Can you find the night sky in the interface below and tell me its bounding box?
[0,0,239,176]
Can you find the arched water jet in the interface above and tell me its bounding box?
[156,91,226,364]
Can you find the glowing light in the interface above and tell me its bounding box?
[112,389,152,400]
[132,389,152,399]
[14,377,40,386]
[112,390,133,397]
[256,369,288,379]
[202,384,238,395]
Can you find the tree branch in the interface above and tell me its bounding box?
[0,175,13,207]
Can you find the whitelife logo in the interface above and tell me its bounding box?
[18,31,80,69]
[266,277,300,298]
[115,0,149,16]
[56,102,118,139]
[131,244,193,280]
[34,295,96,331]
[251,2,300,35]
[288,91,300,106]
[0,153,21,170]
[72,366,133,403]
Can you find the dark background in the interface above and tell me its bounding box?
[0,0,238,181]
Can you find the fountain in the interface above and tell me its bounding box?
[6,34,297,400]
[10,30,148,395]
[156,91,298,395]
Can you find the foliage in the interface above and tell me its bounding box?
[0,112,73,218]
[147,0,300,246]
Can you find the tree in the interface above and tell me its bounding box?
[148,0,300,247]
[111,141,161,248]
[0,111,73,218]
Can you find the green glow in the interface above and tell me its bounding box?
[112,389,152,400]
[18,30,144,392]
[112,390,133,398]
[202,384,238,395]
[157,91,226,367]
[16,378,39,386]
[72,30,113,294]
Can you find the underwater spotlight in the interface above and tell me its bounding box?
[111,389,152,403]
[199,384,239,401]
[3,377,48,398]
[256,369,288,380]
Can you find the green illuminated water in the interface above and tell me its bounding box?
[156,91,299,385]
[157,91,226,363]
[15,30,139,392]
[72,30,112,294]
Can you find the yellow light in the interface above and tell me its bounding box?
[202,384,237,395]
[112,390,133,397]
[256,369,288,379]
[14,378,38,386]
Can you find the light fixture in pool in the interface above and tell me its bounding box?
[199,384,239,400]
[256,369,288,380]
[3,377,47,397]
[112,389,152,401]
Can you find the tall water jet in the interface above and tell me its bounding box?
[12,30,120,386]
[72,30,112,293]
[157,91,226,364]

--

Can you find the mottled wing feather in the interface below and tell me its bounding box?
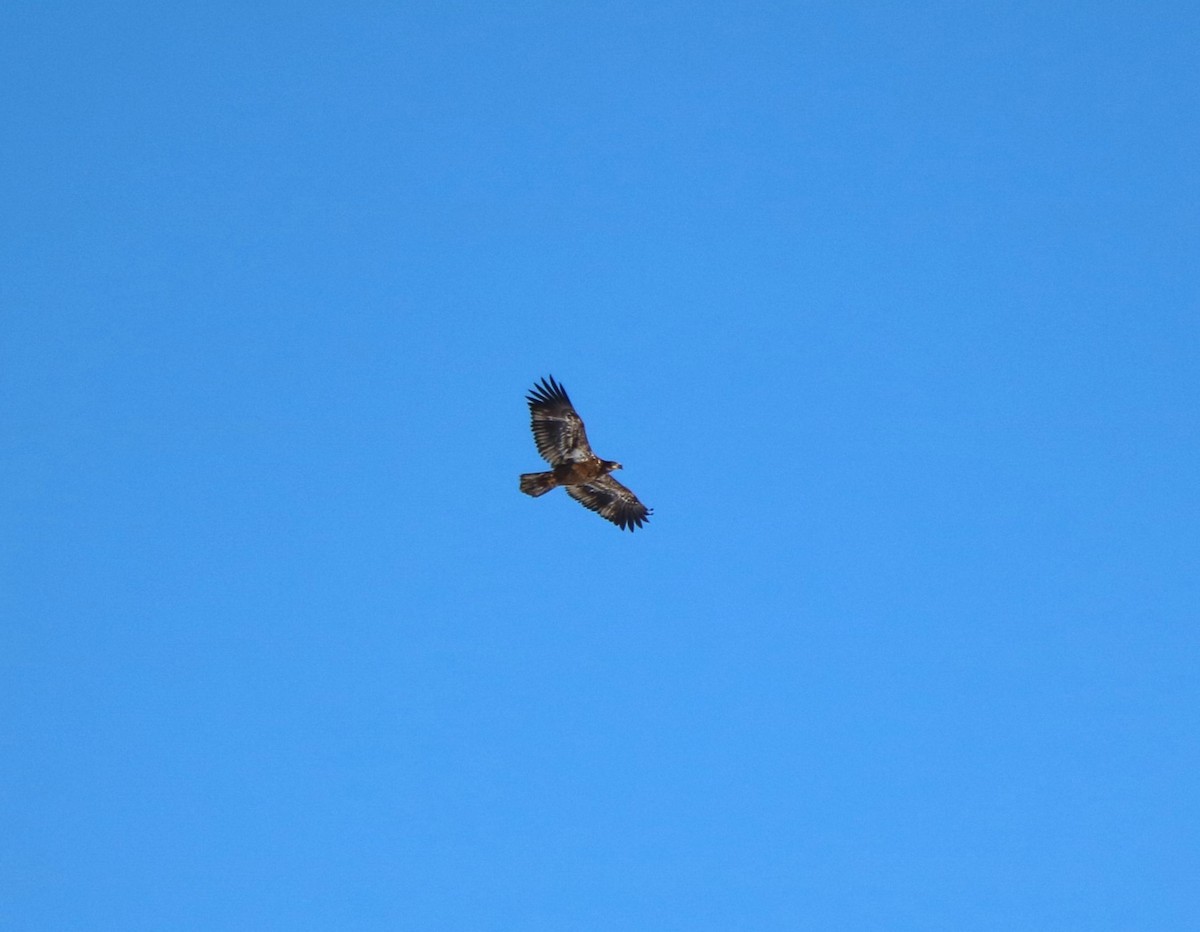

* * *

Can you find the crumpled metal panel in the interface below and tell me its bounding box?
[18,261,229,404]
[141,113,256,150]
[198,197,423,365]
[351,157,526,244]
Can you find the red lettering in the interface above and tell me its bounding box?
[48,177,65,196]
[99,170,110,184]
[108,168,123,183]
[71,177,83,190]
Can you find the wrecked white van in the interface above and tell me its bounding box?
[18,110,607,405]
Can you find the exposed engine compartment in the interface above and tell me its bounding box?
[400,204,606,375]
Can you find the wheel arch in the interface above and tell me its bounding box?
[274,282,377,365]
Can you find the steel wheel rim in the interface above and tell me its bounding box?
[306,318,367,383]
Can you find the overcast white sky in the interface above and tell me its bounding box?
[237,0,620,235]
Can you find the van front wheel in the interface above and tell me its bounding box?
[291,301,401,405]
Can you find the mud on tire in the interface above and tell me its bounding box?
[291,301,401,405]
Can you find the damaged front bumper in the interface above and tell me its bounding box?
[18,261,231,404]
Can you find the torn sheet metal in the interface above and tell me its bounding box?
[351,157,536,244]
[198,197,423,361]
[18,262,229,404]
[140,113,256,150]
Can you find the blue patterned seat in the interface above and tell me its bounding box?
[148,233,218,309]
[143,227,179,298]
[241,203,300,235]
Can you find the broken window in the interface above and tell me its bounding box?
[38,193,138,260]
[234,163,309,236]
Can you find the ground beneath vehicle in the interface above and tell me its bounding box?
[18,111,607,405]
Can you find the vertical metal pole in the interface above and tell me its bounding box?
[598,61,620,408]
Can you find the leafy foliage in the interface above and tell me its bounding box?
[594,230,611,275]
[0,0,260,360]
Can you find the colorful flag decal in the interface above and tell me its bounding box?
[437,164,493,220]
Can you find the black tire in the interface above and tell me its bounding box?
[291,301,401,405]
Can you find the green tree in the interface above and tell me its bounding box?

Goal:
Please turn the records, starting with the line that contains "Can you find the night" and going on through the line that contains "[157,91,226,364]", into a Markdown table with the columns Row and Line. Give each line a row number and leave out blank lines.

Result:
| Row | Line |
|---|---|
| 1 | Can you find the night sky in the interface below and tell me its bounding box? |
| 2 | [0,0,239,176] |
| 3 | Can you find the arched water jet in the interface above and tell me its bounding box? |
| 4 | [156,91,226,364] |
| 5 | Can you find the glowing light in the interface above and tell me its bounding box? |
| 6 | [112,389,152,400] |
| 7 | [132,389,152,399] |
| 8 | [14,377,40,386] |
| 9 | [112,390,133,397] |
| 10 | [256,369,288,379] |
| 11 | [202,384,238,395] |
| 12 | Can you find the tree branch in the interface above and tell me its bounding box? |
| 13 | [0,175,13,207] |
| 14 | Can you find the whitelife logo in the interface above and tell me its bounding box? |
| 15 | [18,31,80,69] |
| 16 | [266,277,300,298] |
| 17 | [115,0,149,16] |
| 18 | [56,102,118,139] |
| 19 | [131,244,193,280] |
| 20 | [34,295,96,331] |
| 21 | [251,2,300,35] |
| 22 | [288,91,300,106] |
| 23 | [0,153,21,170] |
| 24 | [72,366,133,403] |
| 25 | Can you find the dark background in the interface above and tell me its bounding box? |
| 26 | [0,0,238,181] |
| 27 | Can you find the fountain in the interface above and tell me its bounding box? |
| 28 | [6,34,297,400] |
| 29 | [10,30,148,395] |
| 30 | [156,91,298,395] |
| 31 | Can you find the foliage in the interface above and tell me its bounding box? |
| 32 | [0,112,73,218] |
| 33 | [147,0,300,246] |
| 34 | Can you find the tree in the interface above and tell me its bounding box? |
| 35 | [148,0,300,247] |
| 36 | [111,141,161,248] |
| 37 | [0,111,73,218] |
| 38 | Can you find the green glow in the interface above and tell me its bounding box? |
| 39 | [112,389,152,400] |
| 40 | [18,30,144,392] |
| 41 | [112,390,133,398] |
| 42 | [202,384,238,395] |
| 43 | [157,91,226,367] |
| 44 | [16,378,39,386] |
| 45 | [72,30,113,294] |
| 46 | Can you find the underwater spotlight in the interface above and tell me its bounding box? |
| 47 | [111,389,152,403] |
| 48 | [199,384,239,401] |
| 49 | [3,377,48,398] |
| 50 | [256,369,288,380] |
| 51 | Can you find the green illuminated water in the interface above and tell me its bounding box? |
| 52 | [156,91,299,385] |
| 53 | [157,91,226,363] |
| 54 | [15,30,139,392] |
| 55 | [72,30,112,294] |
| 56 | Can you find the yellow light in the interface above and tell me its bounding box? |
| 57 | [202,384,237,395] |
| 58 | [112,390,133,397] |
| 59 | [256,369,288,379] |
| 60 | [14,378,38,386] |
| 61 | Can you find the light fixture in pool in the interface above and tell me its bounding box? |
| 62 | [199,384,239,400] |
| 63 | [256,369,288,380] |
| 64 | [3,377,47,397] |
| 65 | [112,389,152,401] |
| 66 | Can you find the tall water jet in the interface above and tell me its bounding box? |
| 67 | [12,30,120,386] |
| 68 | [72,30,112,293] |
| 69 | [157,91,226,364] |